(Extracted data entries)
▬▬▬▬▬▬

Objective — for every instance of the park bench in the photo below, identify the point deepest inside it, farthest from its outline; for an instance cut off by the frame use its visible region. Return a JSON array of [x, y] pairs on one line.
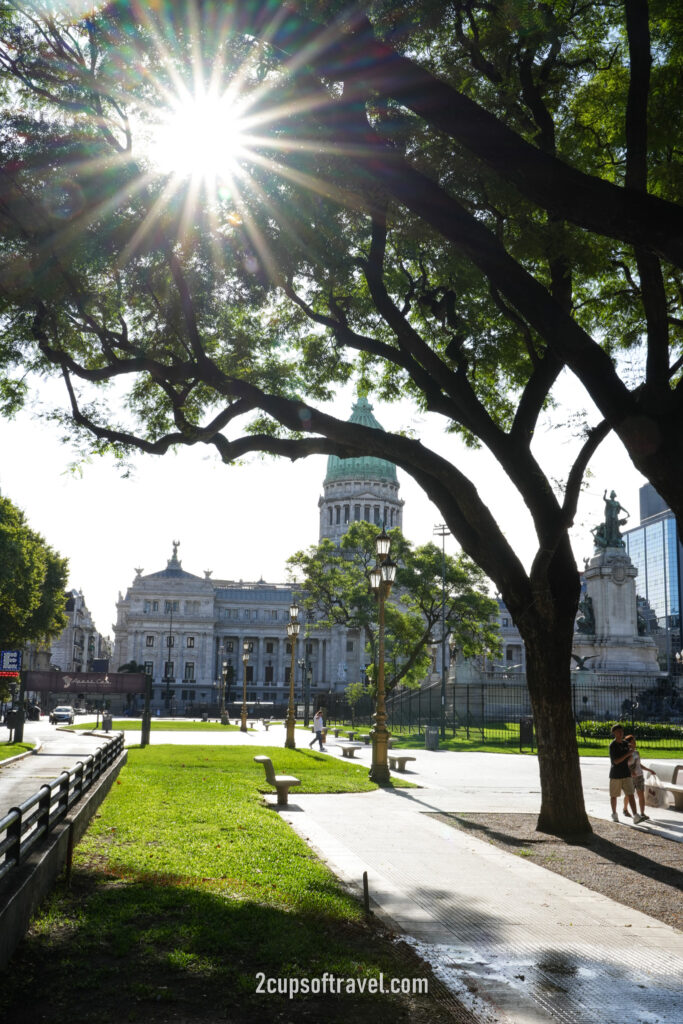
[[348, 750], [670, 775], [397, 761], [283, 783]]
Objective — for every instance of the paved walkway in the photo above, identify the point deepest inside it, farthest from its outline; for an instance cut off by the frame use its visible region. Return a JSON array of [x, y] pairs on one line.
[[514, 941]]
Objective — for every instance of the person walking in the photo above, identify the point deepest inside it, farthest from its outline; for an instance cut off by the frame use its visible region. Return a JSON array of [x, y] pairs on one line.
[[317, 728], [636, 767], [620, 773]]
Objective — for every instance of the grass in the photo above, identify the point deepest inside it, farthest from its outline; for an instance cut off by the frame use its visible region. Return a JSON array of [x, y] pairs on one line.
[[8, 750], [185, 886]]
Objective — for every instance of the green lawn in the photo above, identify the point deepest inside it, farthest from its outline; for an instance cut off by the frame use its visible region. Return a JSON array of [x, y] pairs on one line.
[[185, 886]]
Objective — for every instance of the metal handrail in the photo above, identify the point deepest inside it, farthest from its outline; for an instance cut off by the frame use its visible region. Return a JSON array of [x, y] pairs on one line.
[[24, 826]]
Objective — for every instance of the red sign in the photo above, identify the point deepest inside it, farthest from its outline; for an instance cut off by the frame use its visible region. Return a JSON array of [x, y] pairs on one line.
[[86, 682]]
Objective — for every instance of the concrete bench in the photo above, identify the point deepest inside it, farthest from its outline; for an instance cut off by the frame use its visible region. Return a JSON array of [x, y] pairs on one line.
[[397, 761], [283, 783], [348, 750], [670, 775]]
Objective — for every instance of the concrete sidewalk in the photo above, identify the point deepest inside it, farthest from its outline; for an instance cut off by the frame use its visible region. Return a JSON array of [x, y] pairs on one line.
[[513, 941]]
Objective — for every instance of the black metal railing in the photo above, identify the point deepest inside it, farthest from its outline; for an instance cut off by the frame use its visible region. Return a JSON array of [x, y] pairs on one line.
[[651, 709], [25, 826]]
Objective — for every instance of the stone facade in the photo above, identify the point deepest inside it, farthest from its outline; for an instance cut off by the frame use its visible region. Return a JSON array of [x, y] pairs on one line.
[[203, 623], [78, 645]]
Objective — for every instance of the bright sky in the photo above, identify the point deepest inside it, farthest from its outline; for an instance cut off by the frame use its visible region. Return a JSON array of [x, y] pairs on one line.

▬▬▬▬▬▬

Exercise instructions = Output every line of the items above as a numbered list, skipping blank lines and leaving out the pictures.

Solution for this exercise =
1. Objective — for every instance of the park bench in the photo below, identify the point deepest inside it, farthest from its outline; for an instance cut off by the frame use its visible region. Return a JSON array of [x, y] pairs on one line.
2. [[348, 750], [670, 775], [397, 761], [283, 783]]
3. Objective — for every instance of the paved walkway in the photo above, identify the point deepest inside it, farthest from its outline; for an instance cut off by the frame use its visible region. Return a JSON array of [x, y] pairs on one line.
4. [[514, 941]]
5. Objective — for every instance of the person walking in the photo above, identify the point deepest inside it, farthest from its outline; for an instance cut off by the frame use its visible region. Return a JSON array of [x, y] pairs on one line.
6. [[317, 728], [636, 767], [620, 773]]
7. Objective — for every instance of the grass in the photo above, identify the point deepest inside it, farthest from its outline; for an instance cut off by the frame use its visible region. Return a JSON array of [x, y] pairs on one line.
8. [[8, 750], [185, 886]]
9. Objective — for every instance of the green lawn in the photo above, identify the point deepest inside it, farthest from its outline; for an instance cut off by the frame use its visible region. Return a JSON array of [x, y] pairs on one line.
10. [[185, 886]]
11. Objective — for every instance of the metal handrail in the photo above, identify the point deepest inside it, farthest from its outline; for an instance cut off by the frame use its visible region. Return a JSON array of [x, y] pairs on one line.
12. [[24, 826]]
13. Objective — for every instance of the red sign in the photo above, identify the point deepest inside it, farthest from its outline; for an instance cut off by the frame use its visible region. Return a JSON array of [x, y] pairs on one line.
14. [[86, 682]]
15. Objective — for every instance of the concrete bench in the photo above, identify the point deepest inside it, farthest from its outline; for an instance cut off by the frame use its visible region. Return a JSON array of [x, y] pairs on one line.
16. [[397, 761], [283, 783], [348, 750], [670, 775]]
17. Objective — for every instance of the concrete sidewalk in the photo above, identify the point deepest inside it, farthest from its outline; for an instance cut off by the frame use its visible region. Return a JSON array of [x, y] pairs on one line.
18. [[513, 941]]
19. Objective — for every instance of the black metal railing in the photo above, identify the point deepest inside it, farthest from its outline; for an instance cut off by the frame use its visible region. Return a JSON array of [x, y] pairs on one line.
20. [[651, 709], [25, 826]]
21. Objective — for every instance of the stone facade in the photo above, identify the point deepest inside it, farthest from its outline; for an instance cut off by the frame use its visible region. Return a JSON array of [x, y] pairs on one line.
22. [[203, 623], [78, 645]]
23. Objective — for every instance of the bright sky in the photo above, identify the point deepest inside it, farthest from its outline; for an instance cut off by the frame use its visible region. Return a JSON array of [x, y] pairs on one line.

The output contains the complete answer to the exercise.